• [Texte de la page]
--

L'écrivain de la France ne s'est peut-être pas élevé au niveau du législateur de la Russie. Cependant, si toutes les gazettes étaient faites comme cela, je n'en voudrais perdre aucune.

Il y a un très-beau chapitre des cruautés de la princesse Sophie. On ne voit pas sans émotion le jeune Pierre âgé de douze à treize ans, tenant une vierge entre ses mains, conduit par ses sœurs en pleurs à une multitude de soldats féroces qui le demandent à grands cris pour l'égorger, et qui viennent de couper la tête, les pieds et les mains à son frère. Cela me rappelle certains morceaux de Tacite, tels que la consternation de Rome lorsque l'on y apprit la mort de Germanicus, et la douleur du peuple lorsqu'on y apporta les cendres de ce prince.

Il y a dans la description du pays un endroit sur les mœurs des Samoïèdes qui est très-bien. Mais pourquoi cette pente à déprimer les ouvrages estimés? On y prend à tâche en deux endroits de déprimer l'Histoire naturelle de M. de Buffon. On y relève des minuties de géographie, et la critique est assaisonnée d'éloges ironiques.

Damilaville a trouvé tout fort beau; je lui en ai lavé la tête; mais j'ai tempéré l'amertume de ma leçon, en lui disant avec la même sincérité que je le dirais à vous et à sœur Uranie: Ne soyez point mortifiées que je vous apprenne quelque chose en littérature et en philosophie. Ne seriez-vous pas assez fières toute votre vie d'être mes maîtresses en morale, et surtout en morale pratique? Vous connaissez le bien, vous sentez juste, vous avez le cœur sensible et l'esprit délicat; c'est vous qui êtes des hommes, et c'est moi qui suis la cigale qui fait du bruit dans la campagne.

Mais enfin quand nous reverrons-nous? sera-ce à la Toussaint ou à la Saint-Martin que les affaires me ramèneront celle que j'aime, et que les mauvais temps lui rendront son philosophe? Le philosophe doit se montrer avec le mauvais temps; c'est sa saison.

Je me sentais disposé à vous dire des choses douces; car c'est pour vous aimer qu'il faut que je commence et que je finisse.

--

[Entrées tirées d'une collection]
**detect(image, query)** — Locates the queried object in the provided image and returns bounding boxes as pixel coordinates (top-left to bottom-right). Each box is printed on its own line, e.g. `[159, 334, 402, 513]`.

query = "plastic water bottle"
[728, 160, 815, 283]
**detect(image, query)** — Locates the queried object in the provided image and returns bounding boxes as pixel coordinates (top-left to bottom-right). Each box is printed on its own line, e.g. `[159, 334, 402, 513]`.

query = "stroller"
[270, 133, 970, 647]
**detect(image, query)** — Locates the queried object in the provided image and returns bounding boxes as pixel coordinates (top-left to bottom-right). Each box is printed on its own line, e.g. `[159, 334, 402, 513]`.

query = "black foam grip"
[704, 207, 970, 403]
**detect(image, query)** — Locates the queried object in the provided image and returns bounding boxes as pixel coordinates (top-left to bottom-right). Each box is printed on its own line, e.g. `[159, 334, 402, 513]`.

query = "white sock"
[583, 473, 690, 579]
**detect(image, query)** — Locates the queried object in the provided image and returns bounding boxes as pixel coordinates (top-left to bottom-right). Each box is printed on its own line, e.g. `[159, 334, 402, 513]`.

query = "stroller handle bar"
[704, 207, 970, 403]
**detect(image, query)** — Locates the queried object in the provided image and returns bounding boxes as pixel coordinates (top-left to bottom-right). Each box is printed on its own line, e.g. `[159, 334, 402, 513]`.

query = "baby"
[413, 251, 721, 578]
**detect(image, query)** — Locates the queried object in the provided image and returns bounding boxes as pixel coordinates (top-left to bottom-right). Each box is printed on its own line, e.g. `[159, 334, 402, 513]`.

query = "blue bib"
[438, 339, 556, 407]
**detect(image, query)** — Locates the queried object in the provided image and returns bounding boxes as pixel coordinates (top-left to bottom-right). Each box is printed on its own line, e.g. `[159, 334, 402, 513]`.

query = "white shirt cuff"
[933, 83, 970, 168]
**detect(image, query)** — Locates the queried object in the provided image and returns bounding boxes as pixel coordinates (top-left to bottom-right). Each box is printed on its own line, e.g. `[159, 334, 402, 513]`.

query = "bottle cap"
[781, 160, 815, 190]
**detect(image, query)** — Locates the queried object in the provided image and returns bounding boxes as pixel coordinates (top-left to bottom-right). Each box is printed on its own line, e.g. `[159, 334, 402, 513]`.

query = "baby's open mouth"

--

• [Consigne A] Pouvez-vous réécrire sous forme de liste le paragraphe du texte de la page qui commence par « Il y a dans la description du pays », en conservant ses faits principaux ?
• [Consigne B] Pouvez-vous poursuivre le texte de la page à la suite de sa dernière phrase, « car c'est pour vous aimer qu'il faut que je commence et que je finisse » ?

• [Réponse attendue A]
- Dans la description du pays, le passage sur les mœurs des Samoïèdes est très bien.
- On y remarque pourtant une pente à déprécier les ouvrages estimés.
- On s'y attache à deux endroits à déprécier l'Histoire naturelle de M. de Buffon.
- On y relève des minuties de géographie.
- La critique y est assaisonnée d'éloges ironiques.

• [Réponse attendue B]
Si les endroits de mes lettres où je vous entretiens de mes sentiments sont ceux qu'Uranie aime le mieux à lire, ce sont aussi ceux qui ne m'ont rien coûté, et qui me plaisent le plus à écrire.

Mais voilà la messe qui sonne; le petit Croque-Dieu[79] est arrivé. Je l'entends rire, pour me servir de la comparaison de M. Le Roy, comme un cerf au mois d'octobre; il prétend qu'on s'y tromperait dans la forêt.

Moitié de ces femmes iront entendre la messe dans le billard, moitié dans ma chambre, d'où l'on voit la porte de la chapelle qui est l'autre côté de la cour: elles prétendent que l'efficacité d'une messe s'étend au moins à cinquante pas à la ronde. Pour nous, nous n'avons point d'opinions là-dessus.

J'ai dit un mot à Grimm de votre affaire avec Vissen; il m'a répondu que tous ces gens-là étaient des fripons, que Vissen passait pour avoir plus de cinquante mille livres de rente, qu'il fallait tenir ferme; qu'il était pusillanime, qu'il n'aurait jamais le courage de faire une grande vilenie, et que, sans avoir peut-être beaucoup d'honneur, il serait assez attaché à la considération publique pour craindre un esclandre: d'où je conclus qu'il faudrait faire entendre adroitement à l'oncle combien son mémoire est inique et contraire à la toi, le jugement qu'on porterait dans le monde de lui et de son neveu, si une pièce pareille devenait publique. Il faut la conserver, et ne pas répondre qu'elle ne soit rentrée dans vos mains.

Je répondrai par le premier courrier à vos numéros 27 et 28.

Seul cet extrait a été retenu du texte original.